--- EXERCISE TEXT Enclosed Below ---

Stereo photography and stereo viewers¶

Take two pictures of the same subject from two slightly different viewpoints and display so that each eye sees only one of the images.

Invented by Sir Charles Weatstone, 1838.

Image from fisher-price.com

3D cinema¶

http://www.johnsonshawmuseum.org

Stereo glasses needed to watch 3D movies.

http://www.johnsonshawmuseum.org

Brain fuses information from left/right images when these are shown in quick succession to give an appearance of depth.

http://www.well.com/~jimg/stereo/stereo_list.html

Autostereograms¶

Exploit disparity as depth cue using single image.
- Sometimes referred to as single image random dot stereogram or single image stereogram

Seeing 3D structure¶

Try to see beyond the image, merging the two dots in the process. You should percieve a 3D structure. See if you can see it.

magiceye.com

If it works out, you will see the following 3D structure.

magiceye.com

Estimating depth with stereo¶

Shape from "motion" between two views
Infer 3D shape of scene from two (multiple) images from different viewpoints

Find the same point in two images (local feature descriptors?)

Stereo vision¶

Two camera setup (left) or a single moving camera (right)

Key idea¶

A second camera can resolve ambiquity enabling measurement of depth via triangulation

Imaging geometry¶

Extrinsic params
- Rotation matrix and translation vector
Intrinsic params
- Focal length, pixel sizes (mm), image center point, radial distortion

We’ll assume for now that these parameters are given and fixed.

--- End of Enclosed EXERCISE TEXT ---
--- DATA PROVIDED Enclosed Below ---

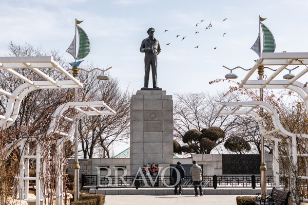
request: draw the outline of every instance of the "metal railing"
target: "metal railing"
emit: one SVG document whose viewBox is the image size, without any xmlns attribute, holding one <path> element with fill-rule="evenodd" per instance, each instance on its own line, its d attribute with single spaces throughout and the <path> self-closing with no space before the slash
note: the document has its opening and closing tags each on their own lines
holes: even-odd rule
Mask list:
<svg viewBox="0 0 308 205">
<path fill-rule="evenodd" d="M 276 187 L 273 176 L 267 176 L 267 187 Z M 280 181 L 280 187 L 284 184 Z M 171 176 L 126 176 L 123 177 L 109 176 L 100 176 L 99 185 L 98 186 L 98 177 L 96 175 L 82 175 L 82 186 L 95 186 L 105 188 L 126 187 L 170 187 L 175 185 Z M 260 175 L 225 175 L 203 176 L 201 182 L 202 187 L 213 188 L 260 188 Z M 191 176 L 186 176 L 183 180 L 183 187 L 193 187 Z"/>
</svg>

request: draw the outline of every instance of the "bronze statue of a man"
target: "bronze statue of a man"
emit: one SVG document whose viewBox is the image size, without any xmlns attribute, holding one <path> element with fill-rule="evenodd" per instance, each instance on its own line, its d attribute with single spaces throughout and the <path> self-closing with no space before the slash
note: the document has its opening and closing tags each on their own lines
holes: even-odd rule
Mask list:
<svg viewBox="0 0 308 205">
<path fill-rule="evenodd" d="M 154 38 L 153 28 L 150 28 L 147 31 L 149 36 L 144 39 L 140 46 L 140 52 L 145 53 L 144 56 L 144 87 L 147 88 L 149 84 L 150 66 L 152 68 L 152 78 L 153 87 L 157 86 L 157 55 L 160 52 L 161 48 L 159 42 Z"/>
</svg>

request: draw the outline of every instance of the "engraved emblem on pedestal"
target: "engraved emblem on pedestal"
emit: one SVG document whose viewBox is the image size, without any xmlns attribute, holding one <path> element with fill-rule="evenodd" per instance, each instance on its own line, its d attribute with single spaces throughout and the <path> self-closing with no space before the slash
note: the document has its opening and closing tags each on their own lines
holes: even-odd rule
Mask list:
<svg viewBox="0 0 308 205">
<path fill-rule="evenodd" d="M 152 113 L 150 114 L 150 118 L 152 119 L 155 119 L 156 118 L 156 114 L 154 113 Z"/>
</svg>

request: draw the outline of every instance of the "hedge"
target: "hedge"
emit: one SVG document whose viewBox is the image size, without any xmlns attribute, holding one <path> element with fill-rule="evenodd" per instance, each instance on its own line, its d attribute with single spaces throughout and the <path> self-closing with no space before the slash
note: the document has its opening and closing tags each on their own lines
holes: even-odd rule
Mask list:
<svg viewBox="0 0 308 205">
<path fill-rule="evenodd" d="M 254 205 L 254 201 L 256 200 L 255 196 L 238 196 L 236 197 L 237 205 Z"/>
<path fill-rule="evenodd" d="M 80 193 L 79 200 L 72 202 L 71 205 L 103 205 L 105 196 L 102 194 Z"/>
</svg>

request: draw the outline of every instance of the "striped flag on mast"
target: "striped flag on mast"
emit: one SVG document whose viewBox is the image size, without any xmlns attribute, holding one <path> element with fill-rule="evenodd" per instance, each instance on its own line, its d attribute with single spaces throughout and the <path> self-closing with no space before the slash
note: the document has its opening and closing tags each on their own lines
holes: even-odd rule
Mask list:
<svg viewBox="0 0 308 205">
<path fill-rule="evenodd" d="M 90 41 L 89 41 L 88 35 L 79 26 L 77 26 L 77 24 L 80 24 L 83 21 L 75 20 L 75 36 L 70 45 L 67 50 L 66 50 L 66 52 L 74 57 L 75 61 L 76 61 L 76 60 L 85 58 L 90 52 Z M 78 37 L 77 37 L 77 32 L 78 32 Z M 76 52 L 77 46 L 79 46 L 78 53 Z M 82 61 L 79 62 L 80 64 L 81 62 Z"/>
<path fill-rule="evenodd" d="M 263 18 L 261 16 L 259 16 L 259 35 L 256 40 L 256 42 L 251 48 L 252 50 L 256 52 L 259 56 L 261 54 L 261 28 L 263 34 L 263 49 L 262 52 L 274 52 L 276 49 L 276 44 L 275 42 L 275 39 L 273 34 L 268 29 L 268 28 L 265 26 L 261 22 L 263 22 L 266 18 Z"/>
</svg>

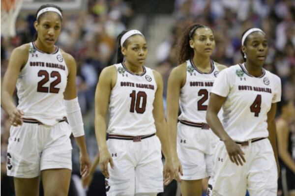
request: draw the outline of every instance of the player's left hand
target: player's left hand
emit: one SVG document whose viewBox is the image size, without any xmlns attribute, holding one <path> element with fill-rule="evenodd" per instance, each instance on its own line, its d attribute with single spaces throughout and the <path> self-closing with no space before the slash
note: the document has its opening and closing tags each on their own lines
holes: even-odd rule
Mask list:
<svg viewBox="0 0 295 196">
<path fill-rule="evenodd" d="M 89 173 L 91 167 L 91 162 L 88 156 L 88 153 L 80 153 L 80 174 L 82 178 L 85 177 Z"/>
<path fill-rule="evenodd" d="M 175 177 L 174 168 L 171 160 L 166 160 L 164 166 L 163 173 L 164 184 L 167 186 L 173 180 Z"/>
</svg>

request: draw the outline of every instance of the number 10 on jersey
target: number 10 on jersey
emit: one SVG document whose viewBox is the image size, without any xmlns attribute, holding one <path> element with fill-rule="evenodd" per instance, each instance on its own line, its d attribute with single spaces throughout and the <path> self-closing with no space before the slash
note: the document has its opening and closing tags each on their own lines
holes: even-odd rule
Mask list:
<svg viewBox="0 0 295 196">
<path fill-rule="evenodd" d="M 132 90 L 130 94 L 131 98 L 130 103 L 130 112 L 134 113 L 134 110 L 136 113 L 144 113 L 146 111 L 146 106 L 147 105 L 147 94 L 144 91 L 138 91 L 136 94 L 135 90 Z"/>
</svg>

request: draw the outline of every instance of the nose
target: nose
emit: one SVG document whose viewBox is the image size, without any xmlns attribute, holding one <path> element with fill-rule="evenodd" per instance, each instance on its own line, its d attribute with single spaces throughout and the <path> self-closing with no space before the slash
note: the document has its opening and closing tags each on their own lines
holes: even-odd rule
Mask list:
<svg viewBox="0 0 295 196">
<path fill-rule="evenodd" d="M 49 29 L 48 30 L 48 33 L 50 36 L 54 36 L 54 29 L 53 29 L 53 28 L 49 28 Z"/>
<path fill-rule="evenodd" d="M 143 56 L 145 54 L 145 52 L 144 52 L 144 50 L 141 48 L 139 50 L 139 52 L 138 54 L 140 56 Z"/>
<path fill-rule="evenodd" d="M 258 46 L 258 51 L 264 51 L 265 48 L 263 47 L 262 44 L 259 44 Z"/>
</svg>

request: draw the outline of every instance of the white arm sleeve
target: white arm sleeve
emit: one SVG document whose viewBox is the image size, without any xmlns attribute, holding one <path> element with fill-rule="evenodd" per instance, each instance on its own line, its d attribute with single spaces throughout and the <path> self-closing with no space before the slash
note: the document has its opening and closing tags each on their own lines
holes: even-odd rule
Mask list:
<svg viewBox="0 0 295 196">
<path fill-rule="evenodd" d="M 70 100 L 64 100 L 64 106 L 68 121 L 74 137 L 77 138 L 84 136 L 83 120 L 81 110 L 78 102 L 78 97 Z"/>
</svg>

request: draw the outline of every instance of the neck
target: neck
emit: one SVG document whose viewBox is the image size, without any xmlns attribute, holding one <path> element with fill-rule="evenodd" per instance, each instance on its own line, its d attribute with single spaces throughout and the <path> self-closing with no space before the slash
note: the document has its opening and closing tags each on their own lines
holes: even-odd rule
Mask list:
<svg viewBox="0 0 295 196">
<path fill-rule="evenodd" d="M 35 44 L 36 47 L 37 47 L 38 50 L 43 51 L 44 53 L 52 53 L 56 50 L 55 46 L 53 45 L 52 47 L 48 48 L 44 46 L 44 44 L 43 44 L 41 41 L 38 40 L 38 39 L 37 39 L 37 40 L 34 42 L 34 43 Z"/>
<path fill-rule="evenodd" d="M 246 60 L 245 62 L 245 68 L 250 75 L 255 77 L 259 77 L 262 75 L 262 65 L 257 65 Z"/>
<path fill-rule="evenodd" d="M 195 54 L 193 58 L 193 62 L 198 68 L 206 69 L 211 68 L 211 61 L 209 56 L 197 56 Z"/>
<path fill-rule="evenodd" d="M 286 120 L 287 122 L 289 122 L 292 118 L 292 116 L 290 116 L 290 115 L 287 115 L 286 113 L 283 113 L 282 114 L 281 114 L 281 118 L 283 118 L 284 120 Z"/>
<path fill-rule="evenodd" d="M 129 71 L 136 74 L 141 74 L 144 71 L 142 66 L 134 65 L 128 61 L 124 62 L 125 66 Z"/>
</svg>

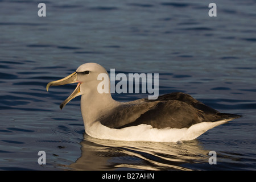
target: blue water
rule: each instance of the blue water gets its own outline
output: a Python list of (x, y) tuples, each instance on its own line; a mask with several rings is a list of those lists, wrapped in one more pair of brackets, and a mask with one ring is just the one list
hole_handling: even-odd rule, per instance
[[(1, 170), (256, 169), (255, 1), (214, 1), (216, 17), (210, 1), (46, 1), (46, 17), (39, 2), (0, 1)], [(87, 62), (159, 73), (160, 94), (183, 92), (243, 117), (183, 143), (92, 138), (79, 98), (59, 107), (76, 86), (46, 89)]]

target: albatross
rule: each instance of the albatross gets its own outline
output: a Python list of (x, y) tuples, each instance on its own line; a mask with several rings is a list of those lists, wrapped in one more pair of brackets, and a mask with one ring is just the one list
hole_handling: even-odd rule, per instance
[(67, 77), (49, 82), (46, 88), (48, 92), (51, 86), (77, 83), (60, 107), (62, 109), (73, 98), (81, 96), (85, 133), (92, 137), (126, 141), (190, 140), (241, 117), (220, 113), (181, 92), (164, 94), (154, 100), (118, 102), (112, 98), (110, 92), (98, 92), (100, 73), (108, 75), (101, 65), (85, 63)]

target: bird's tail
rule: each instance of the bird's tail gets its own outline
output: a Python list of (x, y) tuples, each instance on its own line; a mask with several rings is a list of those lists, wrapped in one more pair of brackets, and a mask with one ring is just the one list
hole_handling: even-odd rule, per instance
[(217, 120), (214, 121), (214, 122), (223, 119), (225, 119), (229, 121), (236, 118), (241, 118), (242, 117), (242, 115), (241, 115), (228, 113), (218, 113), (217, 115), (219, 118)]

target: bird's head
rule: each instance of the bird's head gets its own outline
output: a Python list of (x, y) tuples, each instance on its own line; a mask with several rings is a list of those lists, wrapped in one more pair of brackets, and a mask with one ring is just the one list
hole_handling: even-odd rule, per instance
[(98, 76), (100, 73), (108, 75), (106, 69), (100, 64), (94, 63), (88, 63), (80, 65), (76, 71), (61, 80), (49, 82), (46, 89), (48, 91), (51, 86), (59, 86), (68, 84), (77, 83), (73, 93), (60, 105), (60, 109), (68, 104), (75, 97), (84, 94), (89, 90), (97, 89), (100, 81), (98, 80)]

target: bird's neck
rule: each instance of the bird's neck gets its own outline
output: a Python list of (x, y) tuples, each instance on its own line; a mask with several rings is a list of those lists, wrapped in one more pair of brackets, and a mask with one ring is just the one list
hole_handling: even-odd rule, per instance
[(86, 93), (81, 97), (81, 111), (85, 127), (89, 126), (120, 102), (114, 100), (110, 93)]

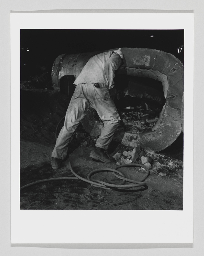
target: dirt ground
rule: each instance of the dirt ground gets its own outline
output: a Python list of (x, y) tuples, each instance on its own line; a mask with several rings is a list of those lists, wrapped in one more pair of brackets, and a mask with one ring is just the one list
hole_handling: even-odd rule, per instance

--- End of Enclosed DATA PROVIDED ---
--- DATA PROVIDED Enclosed Below ---

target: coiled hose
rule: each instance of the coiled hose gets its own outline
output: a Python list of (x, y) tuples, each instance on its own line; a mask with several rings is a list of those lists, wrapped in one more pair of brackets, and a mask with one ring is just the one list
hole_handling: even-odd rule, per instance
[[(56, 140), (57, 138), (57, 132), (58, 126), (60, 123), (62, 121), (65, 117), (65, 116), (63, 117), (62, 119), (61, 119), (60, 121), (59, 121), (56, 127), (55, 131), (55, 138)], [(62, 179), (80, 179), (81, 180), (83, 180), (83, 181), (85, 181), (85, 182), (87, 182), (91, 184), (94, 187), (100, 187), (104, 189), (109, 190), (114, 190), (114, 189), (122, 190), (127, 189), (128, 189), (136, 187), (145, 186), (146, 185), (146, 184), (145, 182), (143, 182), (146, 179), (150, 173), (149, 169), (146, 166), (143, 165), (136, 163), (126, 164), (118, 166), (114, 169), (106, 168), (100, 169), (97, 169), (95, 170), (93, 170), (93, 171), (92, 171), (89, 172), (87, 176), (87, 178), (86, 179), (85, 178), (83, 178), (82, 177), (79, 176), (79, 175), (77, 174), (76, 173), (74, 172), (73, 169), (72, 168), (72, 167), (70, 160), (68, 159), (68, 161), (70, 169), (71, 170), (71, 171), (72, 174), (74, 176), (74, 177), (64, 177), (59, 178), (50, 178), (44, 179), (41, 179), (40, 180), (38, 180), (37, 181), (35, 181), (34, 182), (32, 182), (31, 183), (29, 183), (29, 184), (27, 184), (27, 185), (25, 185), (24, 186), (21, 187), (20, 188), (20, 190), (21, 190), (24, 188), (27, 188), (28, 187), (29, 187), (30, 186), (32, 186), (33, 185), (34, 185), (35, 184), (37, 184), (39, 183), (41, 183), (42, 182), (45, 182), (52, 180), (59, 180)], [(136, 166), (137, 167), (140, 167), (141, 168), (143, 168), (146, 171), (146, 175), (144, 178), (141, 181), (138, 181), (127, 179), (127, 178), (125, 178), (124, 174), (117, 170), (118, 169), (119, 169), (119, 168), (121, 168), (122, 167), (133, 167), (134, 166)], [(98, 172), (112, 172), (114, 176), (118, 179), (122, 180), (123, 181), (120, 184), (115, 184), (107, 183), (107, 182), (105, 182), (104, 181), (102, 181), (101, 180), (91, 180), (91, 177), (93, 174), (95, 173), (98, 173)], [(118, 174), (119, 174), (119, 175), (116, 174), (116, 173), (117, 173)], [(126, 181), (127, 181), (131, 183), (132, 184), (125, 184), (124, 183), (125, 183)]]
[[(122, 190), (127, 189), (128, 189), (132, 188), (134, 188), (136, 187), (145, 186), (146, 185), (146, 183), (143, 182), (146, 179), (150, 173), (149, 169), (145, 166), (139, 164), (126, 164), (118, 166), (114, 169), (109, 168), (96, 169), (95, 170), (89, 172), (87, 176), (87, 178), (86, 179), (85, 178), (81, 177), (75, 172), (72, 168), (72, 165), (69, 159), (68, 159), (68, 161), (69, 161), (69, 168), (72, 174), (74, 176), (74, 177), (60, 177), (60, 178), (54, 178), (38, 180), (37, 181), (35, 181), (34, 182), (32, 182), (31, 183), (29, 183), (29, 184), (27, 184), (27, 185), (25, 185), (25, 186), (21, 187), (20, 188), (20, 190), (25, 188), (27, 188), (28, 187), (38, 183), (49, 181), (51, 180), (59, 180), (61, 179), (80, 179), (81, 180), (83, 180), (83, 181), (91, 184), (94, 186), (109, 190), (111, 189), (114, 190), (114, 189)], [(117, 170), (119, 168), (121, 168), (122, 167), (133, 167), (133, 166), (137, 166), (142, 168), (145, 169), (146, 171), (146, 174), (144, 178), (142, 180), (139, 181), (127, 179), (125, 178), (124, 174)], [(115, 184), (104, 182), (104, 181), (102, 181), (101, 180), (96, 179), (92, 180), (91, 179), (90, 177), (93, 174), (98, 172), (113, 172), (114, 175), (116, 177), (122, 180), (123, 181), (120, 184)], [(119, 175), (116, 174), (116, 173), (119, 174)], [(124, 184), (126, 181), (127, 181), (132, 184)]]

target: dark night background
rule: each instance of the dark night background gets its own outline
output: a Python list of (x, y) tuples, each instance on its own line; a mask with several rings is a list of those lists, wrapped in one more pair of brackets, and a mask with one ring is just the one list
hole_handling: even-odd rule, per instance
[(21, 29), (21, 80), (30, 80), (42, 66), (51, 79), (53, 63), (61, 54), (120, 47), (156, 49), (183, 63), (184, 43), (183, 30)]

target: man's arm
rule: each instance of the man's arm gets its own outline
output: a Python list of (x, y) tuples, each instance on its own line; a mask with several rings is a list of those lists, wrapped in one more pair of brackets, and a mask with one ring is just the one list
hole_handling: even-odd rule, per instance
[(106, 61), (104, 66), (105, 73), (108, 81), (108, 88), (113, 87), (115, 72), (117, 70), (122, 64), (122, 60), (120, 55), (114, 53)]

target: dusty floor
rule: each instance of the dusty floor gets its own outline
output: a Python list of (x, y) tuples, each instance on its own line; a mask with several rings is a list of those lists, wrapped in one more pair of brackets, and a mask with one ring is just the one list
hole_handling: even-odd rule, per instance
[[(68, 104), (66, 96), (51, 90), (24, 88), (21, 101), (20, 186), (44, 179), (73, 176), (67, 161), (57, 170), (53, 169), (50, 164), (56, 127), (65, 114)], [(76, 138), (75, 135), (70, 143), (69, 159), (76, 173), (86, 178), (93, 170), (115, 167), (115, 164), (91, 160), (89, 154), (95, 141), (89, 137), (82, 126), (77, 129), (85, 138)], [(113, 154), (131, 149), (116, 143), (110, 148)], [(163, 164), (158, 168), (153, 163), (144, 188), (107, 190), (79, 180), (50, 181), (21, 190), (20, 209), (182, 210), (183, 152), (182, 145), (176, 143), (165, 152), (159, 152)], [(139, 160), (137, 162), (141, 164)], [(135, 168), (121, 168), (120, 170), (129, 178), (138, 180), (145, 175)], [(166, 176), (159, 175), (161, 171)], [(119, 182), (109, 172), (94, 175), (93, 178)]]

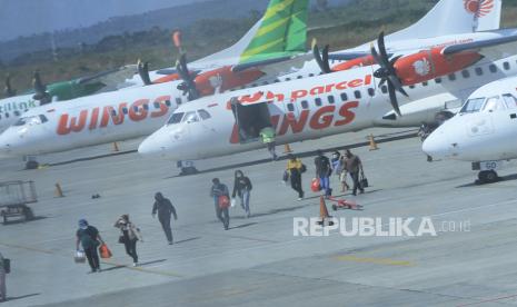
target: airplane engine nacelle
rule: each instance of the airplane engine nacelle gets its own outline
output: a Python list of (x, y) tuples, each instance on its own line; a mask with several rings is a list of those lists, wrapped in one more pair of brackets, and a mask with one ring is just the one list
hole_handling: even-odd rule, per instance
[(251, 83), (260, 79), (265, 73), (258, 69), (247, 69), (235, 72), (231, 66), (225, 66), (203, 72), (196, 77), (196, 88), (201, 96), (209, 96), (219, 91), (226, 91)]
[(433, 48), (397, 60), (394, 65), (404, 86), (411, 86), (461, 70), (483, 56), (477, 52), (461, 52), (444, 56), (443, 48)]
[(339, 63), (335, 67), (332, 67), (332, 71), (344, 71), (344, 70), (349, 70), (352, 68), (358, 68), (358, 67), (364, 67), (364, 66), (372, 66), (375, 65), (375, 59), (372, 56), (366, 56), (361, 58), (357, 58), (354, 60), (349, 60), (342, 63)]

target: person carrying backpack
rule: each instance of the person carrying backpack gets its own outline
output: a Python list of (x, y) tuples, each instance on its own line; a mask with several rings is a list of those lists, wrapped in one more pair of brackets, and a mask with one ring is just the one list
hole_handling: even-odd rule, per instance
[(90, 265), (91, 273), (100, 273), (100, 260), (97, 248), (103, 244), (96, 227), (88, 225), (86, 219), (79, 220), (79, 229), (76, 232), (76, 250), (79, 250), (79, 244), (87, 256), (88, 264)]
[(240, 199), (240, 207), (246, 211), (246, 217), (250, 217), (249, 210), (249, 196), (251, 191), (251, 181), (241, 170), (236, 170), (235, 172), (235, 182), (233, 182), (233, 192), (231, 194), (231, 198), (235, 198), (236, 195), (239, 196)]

--- End of Enclosed DATA PROVIDED ---
--- DATA PROVIDED Enclosed Below ---

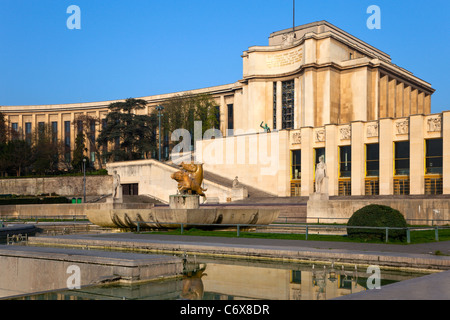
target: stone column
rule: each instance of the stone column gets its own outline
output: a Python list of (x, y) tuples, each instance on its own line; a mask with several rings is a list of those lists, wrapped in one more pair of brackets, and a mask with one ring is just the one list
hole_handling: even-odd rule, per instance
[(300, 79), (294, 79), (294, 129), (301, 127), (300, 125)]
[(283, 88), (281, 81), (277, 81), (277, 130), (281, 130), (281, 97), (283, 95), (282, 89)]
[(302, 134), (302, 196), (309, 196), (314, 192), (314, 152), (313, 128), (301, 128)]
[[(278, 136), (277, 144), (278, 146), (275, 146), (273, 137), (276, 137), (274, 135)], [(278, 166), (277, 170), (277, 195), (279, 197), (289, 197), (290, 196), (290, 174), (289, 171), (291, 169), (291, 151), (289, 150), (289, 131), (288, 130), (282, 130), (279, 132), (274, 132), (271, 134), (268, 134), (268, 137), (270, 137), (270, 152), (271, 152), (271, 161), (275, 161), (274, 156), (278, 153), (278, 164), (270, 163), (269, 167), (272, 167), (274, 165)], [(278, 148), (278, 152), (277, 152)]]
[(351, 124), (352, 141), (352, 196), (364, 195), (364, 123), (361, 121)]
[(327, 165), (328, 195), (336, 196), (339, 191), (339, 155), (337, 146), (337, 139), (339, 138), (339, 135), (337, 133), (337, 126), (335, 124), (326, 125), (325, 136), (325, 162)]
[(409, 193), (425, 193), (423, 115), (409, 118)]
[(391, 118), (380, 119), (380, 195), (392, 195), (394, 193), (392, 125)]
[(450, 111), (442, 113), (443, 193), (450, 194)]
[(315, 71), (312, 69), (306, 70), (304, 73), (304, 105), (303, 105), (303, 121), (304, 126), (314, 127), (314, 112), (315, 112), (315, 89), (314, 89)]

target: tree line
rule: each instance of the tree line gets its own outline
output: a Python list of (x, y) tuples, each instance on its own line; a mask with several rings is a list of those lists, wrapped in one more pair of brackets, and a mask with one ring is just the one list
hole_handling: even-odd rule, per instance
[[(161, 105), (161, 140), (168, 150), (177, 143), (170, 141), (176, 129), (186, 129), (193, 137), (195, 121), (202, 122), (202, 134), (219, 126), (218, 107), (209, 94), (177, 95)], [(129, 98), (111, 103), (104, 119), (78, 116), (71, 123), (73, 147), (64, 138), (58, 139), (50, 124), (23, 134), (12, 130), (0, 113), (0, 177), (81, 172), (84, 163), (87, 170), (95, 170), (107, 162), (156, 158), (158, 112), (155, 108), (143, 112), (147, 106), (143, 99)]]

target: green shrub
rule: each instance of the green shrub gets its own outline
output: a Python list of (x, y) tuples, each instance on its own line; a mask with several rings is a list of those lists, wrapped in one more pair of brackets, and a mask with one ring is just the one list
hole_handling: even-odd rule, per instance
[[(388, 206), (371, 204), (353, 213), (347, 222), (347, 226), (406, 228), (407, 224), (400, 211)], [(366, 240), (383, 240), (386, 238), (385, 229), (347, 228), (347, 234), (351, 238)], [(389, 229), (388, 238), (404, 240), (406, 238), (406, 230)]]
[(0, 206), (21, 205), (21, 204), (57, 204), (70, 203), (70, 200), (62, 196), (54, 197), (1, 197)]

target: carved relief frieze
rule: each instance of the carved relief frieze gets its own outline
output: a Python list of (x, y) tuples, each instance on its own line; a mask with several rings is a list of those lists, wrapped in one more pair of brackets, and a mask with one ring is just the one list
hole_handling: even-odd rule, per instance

--- End of Enclosed DATA PROVIDED ---

TASK 1> From the stereo vision text, reproduce word for word the part between "Stereo glasses needed" and "using single image.", inclusive.
TASK 2> According to the stereo vision text, what makes up the extrinsic parameters?

OUTPUT 1>
Stereo glasses needed to watch 3D movies.

http://www.johnsonshawmuseum.org

Brain fuses information from left/right images when these are shown in quick succession to give an appearance of depth.

http://www.well.com/~jimg/stereo/stereo_list.html

Autostereograms¶

Exploit disparity as depth cue using single image.

OUTPUT 2> A rotation matrix and a translation vector.